#### Instructions to follow
Without the images, write out all of the following entries exactly.
---
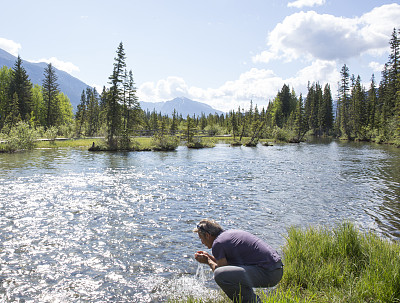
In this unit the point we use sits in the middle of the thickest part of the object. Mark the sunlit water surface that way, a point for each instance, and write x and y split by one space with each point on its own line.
77 226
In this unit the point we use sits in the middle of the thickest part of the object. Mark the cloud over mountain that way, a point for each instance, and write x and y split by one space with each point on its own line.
327 37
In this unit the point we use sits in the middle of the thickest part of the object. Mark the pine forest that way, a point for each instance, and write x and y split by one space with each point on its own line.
352 112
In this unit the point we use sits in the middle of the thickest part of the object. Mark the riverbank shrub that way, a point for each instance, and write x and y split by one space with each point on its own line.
343 265
164 142
20 137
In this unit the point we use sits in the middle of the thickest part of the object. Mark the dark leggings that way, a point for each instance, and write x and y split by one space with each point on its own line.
238 281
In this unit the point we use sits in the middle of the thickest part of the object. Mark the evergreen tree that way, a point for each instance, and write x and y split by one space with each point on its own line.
327 110
80 116
93 113
5 80
133 106
13 116
114 97
372 105
174 124
50 92
344 102
299 122
22 86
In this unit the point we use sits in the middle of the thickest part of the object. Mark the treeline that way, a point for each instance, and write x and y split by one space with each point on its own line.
358 113
41 106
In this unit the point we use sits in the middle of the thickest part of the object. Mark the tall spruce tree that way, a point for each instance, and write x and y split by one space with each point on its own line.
50 92
344 102
22 86
115 97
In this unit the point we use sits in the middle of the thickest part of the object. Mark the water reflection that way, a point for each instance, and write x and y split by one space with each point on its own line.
93 227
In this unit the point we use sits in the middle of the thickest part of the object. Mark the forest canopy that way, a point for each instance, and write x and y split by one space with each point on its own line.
358 113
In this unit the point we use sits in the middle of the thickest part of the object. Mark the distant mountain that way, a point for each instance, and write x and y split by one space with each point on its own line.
183 106
68 84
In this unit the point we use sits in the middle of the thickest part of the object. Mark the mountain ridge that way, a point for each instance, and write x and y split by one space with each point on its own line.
183 106
69 85
73 87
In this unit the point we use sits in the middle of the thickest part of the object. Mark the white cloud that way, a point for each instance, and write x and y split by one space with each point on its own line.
258 85
61 65
303 3
10 46
376 66
311 36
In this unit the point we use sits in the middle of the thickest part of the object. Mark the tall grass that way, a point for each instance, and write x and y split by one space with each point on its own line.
341 264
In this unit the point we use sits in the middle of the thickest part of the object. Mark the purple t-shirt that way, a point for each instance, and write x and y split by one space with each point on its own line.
243 248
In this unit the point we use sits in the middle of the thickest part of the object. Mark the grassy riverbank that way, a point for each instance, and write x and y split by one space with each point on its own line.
339 265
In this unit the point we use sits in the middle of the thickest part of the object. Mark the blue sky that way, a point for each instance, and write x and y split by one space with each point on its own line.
220 52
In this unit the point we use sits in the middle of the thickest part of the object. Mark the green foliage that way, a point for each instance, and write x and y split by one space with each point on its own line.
51 133
20 137
50 93
162 142
343 265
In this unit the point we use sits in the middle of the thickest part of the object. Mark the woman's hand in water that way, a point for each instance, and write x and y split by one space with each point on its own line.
202 257
205 258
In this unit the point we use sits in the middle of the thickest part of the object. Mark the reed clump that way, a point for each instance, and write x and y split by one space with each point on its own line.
341 265
337 265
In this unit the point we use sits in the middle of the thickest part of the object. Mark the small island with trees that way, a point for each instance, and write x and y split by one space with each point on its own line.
29 112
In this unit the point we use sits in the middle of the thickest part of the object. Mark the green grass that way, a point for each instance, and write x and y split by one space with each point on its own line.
143 143
341 264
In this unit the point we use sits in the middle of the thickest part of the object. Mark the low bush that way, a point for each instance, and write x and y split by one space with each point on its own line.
20 137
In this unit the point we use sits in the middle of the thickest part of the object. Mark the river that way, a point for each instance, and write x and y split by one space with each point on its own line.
77 226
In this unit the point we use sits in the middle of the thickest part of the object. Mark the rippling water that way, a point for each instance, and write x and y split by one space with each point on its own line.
77 226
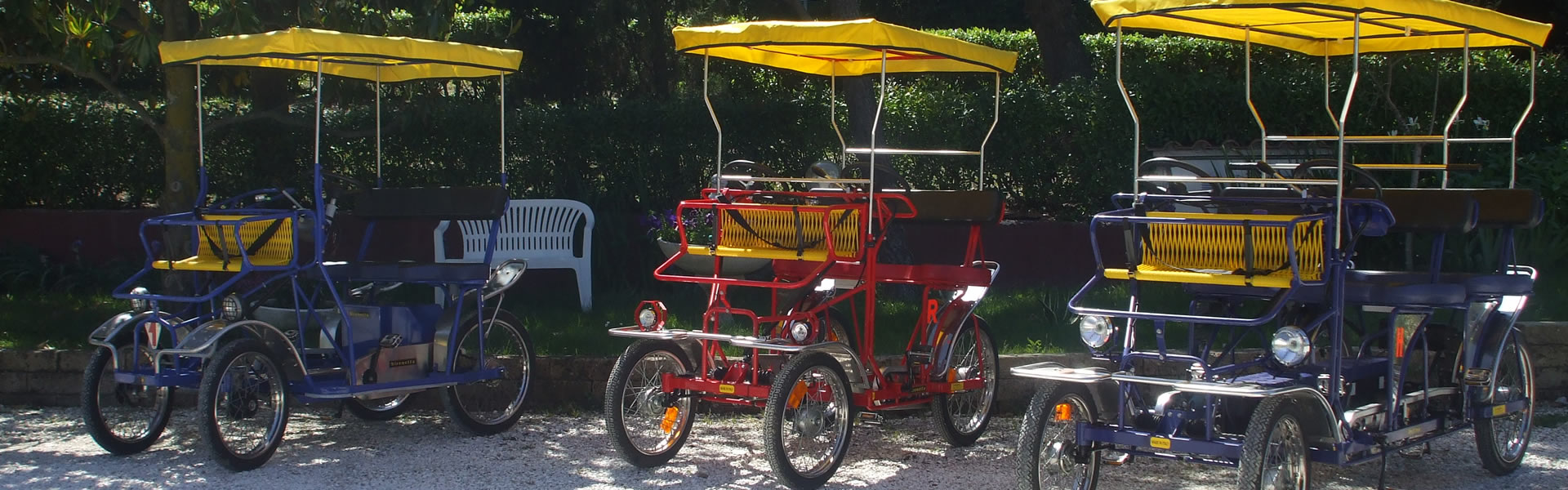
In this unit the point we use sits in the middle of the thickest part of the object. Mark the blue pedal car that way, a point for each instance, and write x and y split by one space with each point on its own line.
255 316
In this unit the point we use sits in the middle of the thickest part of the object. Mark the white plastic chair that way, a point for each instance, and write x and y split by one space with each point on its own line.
540 231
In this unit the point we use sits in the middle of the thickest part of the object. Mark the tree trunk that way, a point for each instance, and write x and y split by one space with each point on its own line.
1056 25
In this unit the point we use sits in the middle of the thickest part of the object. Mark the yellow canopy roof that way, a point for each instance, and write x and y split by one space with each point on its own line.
841 47
1325 27
347 56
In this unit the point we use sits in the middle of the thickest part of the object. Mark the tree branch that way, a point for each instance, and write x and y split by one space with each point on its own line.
98 78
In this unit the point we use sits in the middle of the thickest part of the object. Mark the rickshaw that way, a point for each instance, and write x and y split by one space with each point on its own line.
1293 354
808 360
265 318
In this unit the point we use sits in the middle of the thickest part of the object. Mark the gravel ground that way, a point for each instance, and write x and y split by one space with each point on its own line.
46 448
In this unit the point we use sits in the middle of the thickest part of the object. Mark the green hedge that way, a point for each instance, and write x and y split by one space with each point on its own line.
1058 151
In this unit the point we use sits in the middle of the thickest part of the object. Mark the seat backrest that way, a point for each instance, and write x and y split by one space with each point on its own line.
532 228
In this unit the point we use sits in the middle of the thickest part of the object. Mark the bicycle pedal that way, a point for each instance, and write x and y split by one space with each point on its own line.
1114 457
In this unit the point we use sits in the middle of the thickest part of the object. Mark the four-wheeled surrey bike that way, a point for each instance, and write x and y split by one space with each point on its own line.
808 360
1288 352
265 319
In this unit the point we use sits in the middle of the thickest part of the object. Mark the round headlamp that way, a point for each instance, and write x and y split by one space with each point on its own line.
1291 346
138 305
231 308
1095 330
---
#### Result of the task
In this unit the point we use sits in the middle of the thickest part of the object. Mark the sunlit water surface that way, a point for each instance, and write x and y split by one space with each point on its own line.
77 226
In this unit the point we use sits in the middle of the thickest part of the object. Mark the cloud over mountain that way, a point for each instance, and write x and y split by one space with each point on its own line.
327 37
In this unit the point we use sits in the middle of the thickest part of the object. Mark the pine forest that way, a point for each instance, and write x and y split by one space with each point on its own line.
352 112
In this unit the point we use sits in the middle of the thickest part of the object. Mark the riverbank shrub that way, a point for each instance, and write x and y split by one space with each point on its own line.
343 265
164 142
20 137
In this unit the point we use sits in the middle of the thickest part of the object. Mark the dark leggings that way, a point for each instance, and write x and y split by one space with each point on its own line.
238 281
In this unit the point we use sits in the middle of the thickest part of the object. Mark the evergreen tree that way, a point for each instance, and write x and y split by one space with each point on its own line.
327 110
80 116
93 113
5 80
133 106
13 116
114 97
372 105
174 124
50 92
344 102
299 122
22 86
In this unit the point we use sits in the middle of the thickest part of the object. Mark the treeline that way, a point for each instance, and write x and y split by one space with each point on its own line.
358 113
41 106
In this unit the point we use sits in the middle of the thickest part of the object. Mark the tall spruce tree that way, a point for each instance, and write x and y split by one space with each point on its own line.
50 92
344 102
22 86
115 97
In this unit the point we use sits in the middle of the thickest part of the object. Mark the water reflection that way, a point for each instance, and write x and y split by one space with each point on its own line.
93 227
In this unit the point we use sits in the middle of the thickest part of the object. Mark the forest canopy that way, a point for each instance, and write x and y split by one space with each point on its own line.
358 113
In this unit the point we use sits in the middle of the thickest part of the object. Mark the distant mountain that way, a point for each instance, and write x and y split by one space with each point on its own line.
183 106
68 84
In this unit the point we use sits in the middle of the thickest part of the object. Mark the mountain ridge that way, a point for each instance, and write x and y split by one space with each point on its own line.
183 106
69 85
73 87
In this unit the point we use sits in the middle of the thickest part of the object. Mark the white cloud that way, a point for each instance, and write x and y split by one space with each point on its own line.
258 85
61 65
303 3
10 46
376 66
311 36
In this unit the point we use sits in the middle of the thickest part of the object. Mark the tall grass that way, a point for each instance, and write x and y split by one space with each point on its own line.
341 264
In this unit the point we use sits in the middle of the thickest part of the object. Mark the purple t-shirt that way, a point for each instance, and write x and y split by one space with each point on its own line.
243 248
In this unit the point we use sits in the middle of the thickest part of the object. Mark the grassy riverbank that way, a point for each instance, and write x and y split by one space with each point on its own line.
339 265
In this unit the point we use sits in the middle of the thickest part of the object. Mark the blue sky that way, a point for each instance, and write x and y split by one space with each point on its own line.
220 52
In this unit the point we use sits in the middle of the thickest part of the object. Mark the green foliage that way, a point for each instance, and write x and y split by one space with each point on its own line.
51 133
20 137
50 93
162 142
343 265
In this unit the point we use sits in the middle of the thickest part of the object. Mark the woman's hand in water that way, a point for each instance, and write x and y split by one space with each point on its own line.
202 257
205 258
In this unit the point we use sits in the middle of the thickest part of the object. Mark the reed clump that way, a point for each instance, and write x and y split by one space with each point on its own line.
341 265
337 265
In this unit the point we use sits in the middle of the thickest part of the object. Mark the small island with trees that way, a point for each instance, and write x and y split by one space with each point on its own line.
29 112
In this unit the point we use sits in the middle of the thickest part of the object. Mark the green grass that way, a point for each instance, and write x and y split by one space with each point on its own line.
143 143
341 264
In this unit the point we use sits in the middle of the thickest part of the object. Mark the low bush that way, a point for each instance, and write x and y split by one space with each point on its own line.
20 137
In this unit the point we use sits in the middle of the thickest part of the object. Mark the river that way, a point for each instance, and write x and y split by one space with each point on its own line.
77 226
In this unit the point we use sits in the middle of the thickest part of the object. Mark the rippling water that way, a point for each instance, and write x and y split by one space with each point on its own line.
77 226
In this unit the point we use sits in the middle of the thickest part of the object. Mark the blue pedal car that way, a point for each instance, and write x and y split by one space with each point on its own line.
255 316
In this unit the point we use sits in the middle of the thickest part of the object. Mark the white plastic chair that way, a point for each instance, and write x and y split by one space with each point on its own line.
540 231
In this unit the point we use sits in the middle of the thickest part of the object. Mark the tree trunk that way, a point for each instance, and write x and y split by one space with each point on its own line.
1056 25
In this unit the point we use sits in the middle of the thickest part of the object. Mark the yellow canopy roof that way, a point for each instance, and write x and y split by one space with each point on its own line.
841 47
1325 27
347 56
In this unit the point we use sits in the middle of the thickest part of the object. Mark the tree branch that way, a point for each instance, and write x and y split by one space with each point on its own line.
98 78
In this unit the point we use sits in the middle of the thickest part of the object. Mark the rickshaw that way, a point for each instance, and write x and y split by one space with each point on its own line.
1293 354
808 360
265 318
In this unit the point we use sits in the middle of the thickest part of the object. Mark the gravel ground that way, a point for each instance, and write x and y split by one space with each point on its own line.
46 448
In this unit the point we use sits in the middle of the thickest part of the object. Mark the green hedge that way, a point for each instance, and write x and y split by one space with each point on its own line.
1058 151
In this unit the point we use sits in the middle of the thickest part of the object. Mark the seat backrest that way, a point for each instance, and write x and y split by one space with each point on its own line.
532 228
In this unit the point we use sits in the middle of the thickest part of the object. Mark the bicycle pedal that way, a point for each instance, and write x and y split by one space with each point on its own line.
1114 457
In this unit the point we use sits in the middle of the thickest part of the object. Mark the four-wheeled surrey bike that way, a point for each instance, and write x and y split by one space with each point on its own line.
808 360
1288 352
265 319
In this unit the point we use sits in the middle of the thickest part of the object. Mark the round headlamp that way, a point for each instance, and write x and y split by one space with each point on its own line.
1291 346
138 305
231 308
1095 330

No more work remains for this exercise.